WRITTEN PROBLEM: Format every line of the rows below as a JSON array of strings, one string per line, omitting any blank lines.
DATA SHOWN start
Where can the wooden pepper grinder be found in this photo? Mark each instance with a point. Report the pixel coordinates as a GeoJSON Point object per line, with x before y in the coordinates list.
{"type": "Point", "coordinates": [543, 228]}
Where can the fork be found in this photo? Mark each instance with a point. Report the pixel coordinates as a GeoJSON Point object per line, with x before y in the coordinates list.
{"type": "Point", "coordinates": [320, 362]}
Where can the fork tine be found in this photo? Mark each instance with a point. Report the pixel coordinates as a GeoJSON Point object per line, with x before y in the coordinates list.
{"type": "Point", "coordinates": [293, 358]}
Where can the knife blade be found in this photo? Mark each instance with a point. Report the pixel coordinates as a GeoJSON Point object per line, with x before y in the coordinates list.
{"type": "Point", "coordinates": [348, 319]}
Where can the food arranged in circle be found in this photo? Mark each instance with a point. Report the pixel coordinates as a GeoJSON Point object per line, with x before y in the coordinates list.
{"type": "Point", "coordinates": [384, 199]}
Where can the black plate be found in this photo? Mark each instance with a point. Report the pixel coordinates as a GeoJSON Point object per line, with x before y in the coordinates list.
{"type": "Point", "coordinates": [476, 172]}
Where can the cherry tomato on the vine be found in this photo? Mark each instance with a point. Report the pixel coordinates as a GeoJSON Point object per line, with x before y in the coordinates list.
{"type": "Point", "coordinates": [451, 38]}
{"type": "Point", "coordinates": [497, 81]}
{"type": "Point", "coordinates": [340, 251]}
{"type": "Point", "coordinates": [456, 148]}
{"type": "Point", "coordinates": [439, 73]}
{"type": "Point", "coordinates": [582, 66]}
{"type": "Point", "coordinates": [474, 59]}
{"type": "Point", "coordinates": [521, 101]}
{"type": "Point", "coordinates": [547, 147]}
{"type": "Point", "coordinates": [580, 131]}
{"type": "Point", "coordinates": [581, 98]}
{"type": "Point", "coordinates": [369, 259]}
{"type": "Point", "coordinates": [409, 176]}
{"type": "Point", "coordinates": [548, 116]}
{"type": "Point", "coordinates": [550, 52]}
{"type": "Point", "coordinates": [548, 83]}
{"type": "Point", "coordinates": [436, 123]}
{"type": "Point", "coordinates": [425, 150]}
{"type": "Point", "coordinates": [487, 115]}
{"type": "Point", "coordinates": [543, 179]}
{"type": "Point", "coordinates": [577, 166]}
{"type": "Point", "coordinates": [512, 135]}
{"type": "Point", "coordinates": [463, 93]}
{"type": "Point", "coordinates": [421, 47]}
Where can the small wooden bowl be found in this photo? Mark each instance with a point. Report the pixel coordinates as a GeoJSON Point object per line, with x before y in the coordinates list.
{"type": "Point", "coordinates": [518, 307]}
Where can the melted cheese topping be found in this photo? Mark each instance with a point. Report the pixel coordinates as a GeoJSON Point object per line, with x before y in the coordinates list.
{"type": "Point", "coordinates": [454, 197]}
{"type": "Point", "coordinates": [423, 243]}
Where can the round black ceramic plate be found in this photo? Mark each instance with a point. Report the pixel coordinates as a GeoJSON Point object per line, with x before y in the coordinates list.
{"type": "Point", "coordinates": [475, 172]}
DATA SHOWN end
OUTPUT FOR THIS EXERCISE:
[
  "Where can the wooden pepper grinder be found in this photo? Mark each instance with a point. Report the pixel coordinates as a GeoJSON Point object per line, with x before y in the coordinates list.",
  "{\"type\": \"Point\", \"coordinates\": [543, 228]}",
  "Where can the fork be found in this photo? Mark each instance with a point. Report the pixel coordinates as a GeoJSON Point object per line, with x before y in the coordinates list.",
  "{\"type\": \"Point\", \"coordinates\": [320, 362]}",
  "Where can the fork tine be found in this photo? Mark each instance with a point. Report the pixel coordinates as a GeoJSON Point object per line, with x before y in the coordinates list.",
  "{\"type\": \"Point\", \"coordinates\": [293, 358]}",
  "Where can the knife blade be found in this photo? Mark each instance with a point. Report the pixel coordinates as a GeoJSON Point object per line, with x before y in the coordinates list.",
  "{\"type\": \"Point\", \"coordinates\": [348, 319]}",
  "Where can the food arranged in circle be found in this photo? Mark each instance with a point. Report the pixel coordinates as a GeoJSON Point object per line, with x before y in the coordinates list.",
  "{\"type\": \"Point\", \"coordinates\": [384, 199]}",
  "Where can the black plate be found in this photo? Mark each instance with a point. Report the pixel coordinates as a GeoJSON Point object per line, with x before y in the coordinates list.",
  "{\"type\": \"Point\", \"coordinates\": [476, 172]}",
  "Where can the cherry tomato on the vine be found in this photo? Mark each instance with a point. Report the pixel coordinates as a GeoJSON Point object per line, with x before y in the coordinates list.",
  "{\"type\": \"Point\", \"coordinates\": [451, 38]}",
  "{\"type\": \"Point\", \"coordinates\": [497, 81]}",
  "{\"type\": \"Point\", \"coordinates\": [340, 251]}",
  "{\"type\": \"Point\", \"coordinates\": [456, 148]}",
  "{\"type\": \"Point\", \"coordinates\": [439, 73]}",
  "{\"type\": \"Point\", \"coordinates\": [582, 66]}",
  "{\"type\": \"Point\", \"coordinates\": [474, 59]}",
  "{\"type\": \"Point\", \"coordinates\": [521, 101]}",
  "{\"type\": \"Point\", \"coordinates\": [547, 147]}",
  "{\"type\": \"Point\", \"coordinates\": [580, 131]}",
  "{\"type\": \"Point\", \"coordinates\": [581, 98]}",
  "{\"type\": \"Point\", \"coordinates\": [369, 259]}",
  "{\"type\": \"Point\", \"coordinates\": [409, 176]}",
  "{\"type\": \"Point\", \"coordinates\": [548, 116]}",
  "{\"type\": \"Point\", \"coordinates\": [550, 52]}",
  "{\"type\": \"Point\", \"coordinates\": [548, 83]}",
  "{\"type\": \"Point\", \"coordinates\": [436, 123]}",
  "{\"type\": \"Point\", \"coordinates\": [425, 150]}",
  "{\"type\": \"Point\", \"coordinates\": [487, 115]}",
  "{\"type\": \"Point\", \"coordinates\": [543, 179]}",
  "{\"type\": \"Point\", \"coordinates\": [577, 166]}",
  "{\"type\": \"Point\", \"coordinates\": [512, 135]}",
  "{\"type\": \"Point\", \"coordinates\": [463, 93]}",
  "{\"type\": \"Point\", \"coordinates\": [421, 47]}",
  "Where can the small wooden bowl be found in this photo? Mark each instance with a point. Report the pixel coordinates as a GeoJSON Point object per line, with x before y in the coordinates list.",
  "{\"type\": \"Point\", \"coordinates\": [518, 307]}",
  "Where can the melted cheese topping be found in this photo? Mark each instance with a point. Report the pixel coordinates as a GeoJSON Point object per line, with x before y in the coordinates list.",
  "{\"type\": \"Point\", \"coordinates\": [454, 197]}",
  "{\"type\": \"Point\", \"coordinates\": [423, 243]}",
  "Where can the round black ceramic plate be found in this photo? Mark each instance with a point. Report the pixel coordinates as a GeoJSON Point object per line, with x before y in the coordinates list.",
  "{\"type\": \"Point\", \"coordinates\": [475, 172]}"
]